Exercise description -> Please quote only the lines that start at the one with "Task: point out every instance of the glasses" and go on to the last line of the data, both ends kept.

Entries from a point annotation set
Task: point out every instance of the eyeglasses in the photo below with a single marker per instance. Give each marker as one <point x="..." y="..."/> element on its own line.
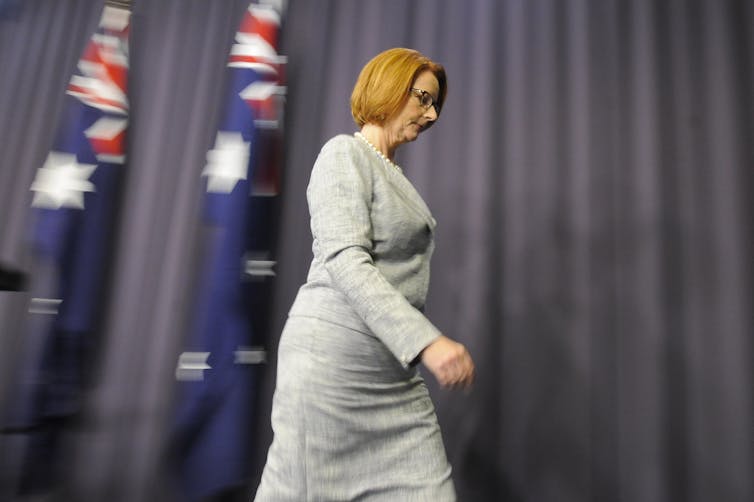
<point x="425" y="99"/>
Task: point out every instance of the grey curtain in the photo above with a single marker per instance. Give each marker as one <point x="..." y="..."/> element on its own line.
<point x="591" y="177"/>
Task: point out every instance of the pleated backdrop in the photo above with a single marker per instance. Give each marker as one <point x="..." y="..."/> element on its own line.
<point x="591" y="175"/>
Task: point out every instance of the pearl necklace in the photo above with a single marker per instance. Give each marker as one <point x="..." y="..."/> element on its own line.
<point x="378" y="152"/>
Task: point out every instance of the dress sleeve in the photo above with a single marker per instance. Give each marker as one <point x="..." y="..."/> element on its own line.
<point x="340" y="199"/>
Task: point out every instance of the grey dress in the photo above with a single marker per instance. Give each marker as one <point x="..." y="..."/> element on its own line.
<point x="352" y="418"/>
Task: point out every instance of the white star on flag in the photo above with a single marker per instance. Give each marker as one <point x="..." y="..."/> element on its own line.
<point x="227" y="162"/>
<point x="61" y="182"/>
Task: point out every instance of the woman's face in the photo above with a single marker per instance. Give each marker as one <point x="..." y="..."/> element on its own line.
<point x="415" y="117"/>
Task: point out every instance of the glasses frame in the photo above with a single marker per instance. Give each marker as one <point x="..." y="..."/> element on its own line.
<point x="423" y="97"/>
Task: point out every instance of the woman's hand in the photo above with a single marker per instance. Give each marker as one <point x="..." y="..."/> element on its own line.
<point x="449" y="362"/>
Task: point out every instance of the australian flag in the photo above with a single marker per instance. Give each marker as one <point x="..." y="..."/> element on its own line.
<point x="74" y="203"/>
<point x="220" y="371"/>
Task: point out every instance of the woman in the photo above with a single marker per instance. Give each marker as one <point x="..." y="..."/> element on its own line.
<point x="351" y="415"/>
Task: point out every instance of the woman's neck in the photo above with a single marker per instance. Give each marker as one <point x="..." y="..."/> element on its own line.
<point x="378" y="136"/>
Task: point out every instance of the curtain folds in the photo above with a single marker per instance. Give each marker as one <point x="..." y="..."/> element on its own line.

Written reply ->
Task: point out every instance of the glasses frame in the photo above with a single marker per instance. Give each marker as one <point x="..." y="..."/> element on its own line.
<point x="423" y="97"/>
Task: point out every instance of the woman's hand in the photo above with a single marker per instance. Give each marker as one <point x="..." y="..."/> element on its own line.
<point x="449" y="362"/>
Task: point out every instance of the australian flag in the photo above with a single marker per instance. Give each marker as one <point x="..." y="..."/> element on its own line.
<point x="74" y="203"/>
<point x="220" y="371"/>
Task: point out every instance of the woman in the photo above with a single marker per instance. Give each marker as one <point x="..." y="..."/> element on its own line.
<point x="351" y="415"/>
Task: point out every instance of the woman's neck in the photo above with a single marker per instance. Give each marker as one <point x="..." y="..."/> element on its own line.
<point x="378" y="136"/>
Task: point out every instance of the curtain folds in the photo above with a single marker per instance. Give each marker as one <point x="..." y="..."/> element on its own line.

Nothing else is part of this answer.